== Material shown ==

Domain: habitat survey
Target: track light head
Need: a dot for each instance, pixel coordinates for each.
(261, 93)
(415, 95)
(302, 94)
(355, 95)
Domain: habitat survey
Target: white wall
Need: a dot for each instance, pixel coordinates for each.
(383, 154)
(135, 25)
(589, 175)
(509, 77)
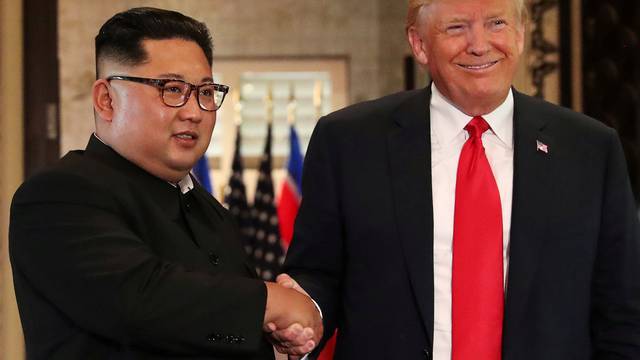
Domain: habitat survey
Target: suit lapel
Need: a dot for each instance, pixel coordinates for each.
(409, 151)
(532, 196)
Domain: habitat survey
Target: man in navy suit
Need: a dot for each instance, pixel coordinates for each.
(378, 236)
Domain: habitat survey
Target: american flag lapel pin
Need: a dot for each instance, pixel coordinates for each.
(540, 146)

===

Rewrite all of the rows above, replacing "habitat survey" with "site survey" each time it occurs and leaving everything else unchanged. Leave the pictures out of your answer.

» The response
Domain: site survey
Target: track light head
Need: a dot for each instance, pixel coordinates for each.
(261, 93)
(415, 95)
(302, 94)
(355, 95)
Domain: site survey
Target: white wall
Need: a dot for each instance, pixel coordinates for each.
(383, 154)
(135, 25)
(589, 175)
(509, 77)
Domain: site survey
Target: suit lapel
Need: a dot for each instance, pixel coordinates for each.
(409, 151)
(532, 196)
Domain: site survey
Target: man in navy suit
Need: a dot for each instance, pixel coordinates for each.
(378, 236)
Domain: site survey
Target: american flag lapel pin
Need: a dot for each instance, pixel coordinates for each.
(540, 146)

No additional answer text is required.